# WHAT THIS EXERCISE ASKS
- 1) Answer these questions from the BigQuery schema question:
(a) Which part of the approach is said to work fine?
(b) Tables with what type of field cause the error?
(c) On which field does the error appear?
- 2) In the BigQuery schema question, rewrite the paragraph beginning "However, the last step gives an error" as one shorter sentence that keeps its main facts.
- 3) Pick up the BigQuery schema question after its last line of code and go on with it.

# TEXT SHOWN
☆ ☆ ☆ ☆
2
votes

We are writing code to 'augment' our BigQuery tables with additional metadata in an automated way by using the Python API

We do this by using the key-value labeling system (works fine), and updating the column descriptions by:

  • Per table, iterate over the schema columns
  • Do something with the column metadata
  • Add the column to a new schema
  • Update the schema

However, the last step gives an error when working with tables that having RECORD type fields. When trying to update the schema I receive the following error on the 1st nested field inside the RECORD field:

SchemaField(u'nestedField', u'integer', u'NULLABLE', None, ()) is not JSON serializable

The code looks like this:

orig_table = bigquery_client.get_table(table)
schema = list(orig_table.schema)

new_schema = list()

for column in schema:
        columntxt = *do something to define the column metadata* 

        new_schema.append(bigquery.SchemaField(column.name, column.field_type, column.fields,  description=columntxt ))
☆ ☆ ☆ ☆
# Records from a data collection
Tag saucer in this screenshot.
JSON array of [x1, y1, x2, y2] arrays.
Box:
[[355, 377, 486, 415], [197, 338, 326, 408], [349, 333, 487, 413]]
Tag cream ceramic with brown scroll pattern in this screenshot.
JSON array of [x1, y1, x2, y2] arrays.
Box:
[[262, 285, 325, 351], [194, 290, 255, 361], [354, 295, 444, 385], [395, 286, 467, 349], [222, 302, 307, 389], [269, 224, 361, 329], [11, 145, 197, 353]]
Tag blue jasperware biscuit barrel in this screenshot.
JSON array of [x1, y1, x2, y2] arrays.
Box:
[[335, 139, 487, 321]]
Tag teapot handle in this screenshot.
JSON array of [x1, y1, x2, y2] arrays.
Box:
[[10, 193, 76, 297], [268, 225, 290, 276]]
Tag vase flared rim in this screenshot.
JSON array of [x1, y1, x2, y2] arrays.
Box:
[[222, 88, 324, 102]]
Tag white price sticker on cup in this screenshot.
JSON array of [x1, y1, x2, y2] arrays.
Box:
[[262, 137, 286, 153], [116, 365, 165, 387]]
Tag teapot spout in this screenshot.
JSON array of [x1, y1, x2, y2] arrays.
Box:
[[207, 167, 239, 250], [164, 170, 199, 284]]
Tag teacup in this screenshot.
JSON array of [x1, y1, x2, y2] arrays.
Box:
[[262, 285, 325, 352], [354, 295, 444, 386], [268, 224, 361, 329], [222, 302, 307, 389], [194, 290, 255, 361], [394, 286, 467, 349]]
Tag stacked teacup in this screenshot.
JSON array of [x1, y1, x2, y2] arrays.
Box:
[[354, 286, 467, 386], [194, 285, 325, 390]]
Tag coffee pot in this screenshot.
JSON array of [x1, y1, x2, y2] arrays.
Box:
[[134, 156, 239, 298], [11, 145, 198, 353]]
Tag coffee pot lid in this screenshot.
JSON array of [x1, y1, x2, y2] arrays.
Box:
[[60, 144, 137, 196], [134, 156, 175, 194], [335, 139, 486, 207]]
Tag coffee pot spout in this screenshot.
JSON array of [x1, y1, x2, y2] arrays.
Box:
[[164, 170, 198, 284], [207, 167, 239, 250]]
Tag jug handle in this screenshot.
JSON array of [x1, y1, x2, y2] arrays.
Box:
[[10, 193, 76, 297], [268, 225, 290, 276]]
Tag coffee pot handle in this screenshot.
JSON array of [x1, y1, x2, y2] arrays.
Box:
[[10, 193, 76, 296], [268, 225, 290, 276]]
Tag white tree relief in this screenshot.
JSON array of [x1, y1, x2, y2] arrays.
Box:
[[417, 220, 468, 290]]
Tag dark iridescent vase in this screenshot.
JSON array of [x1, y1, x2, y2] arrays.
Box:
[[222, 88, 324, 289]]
☆ ☆ ☆ ☆
# IN RESPONSE
- 1)
(a) The key-value labeling system.
(b) RECORD type fields.
(c) The first nested field inside the RECORD field.

- 2) Updating the schema fails for tables with RECORD type fields, and the error is raised on the first nested field inside the RECORD field.

- 3)
orig_table.schema = new_schema
table = bigquery_client.update_table(orig_table, ['schema', 'labels'])

How to properly resolve this / make the code work with nested schema tables?

1

1 Answers

2
votes

The way you built your request is sending wrong parameters to SchemaField constructor (which in turn can't be encoded into JSON).

Try this instead:

for column in schema:
    columntxt = *do something to define the column metadata* 
    new_schema.append(bigquery.SchemaField(
        column.name,
        column.field_type,
        fields=column.fields,
        description=columntxt,
        mode=column.mode))

orig_table.schema = new_schema
table = bigquery_client.update_table(orig_table, ['schema'])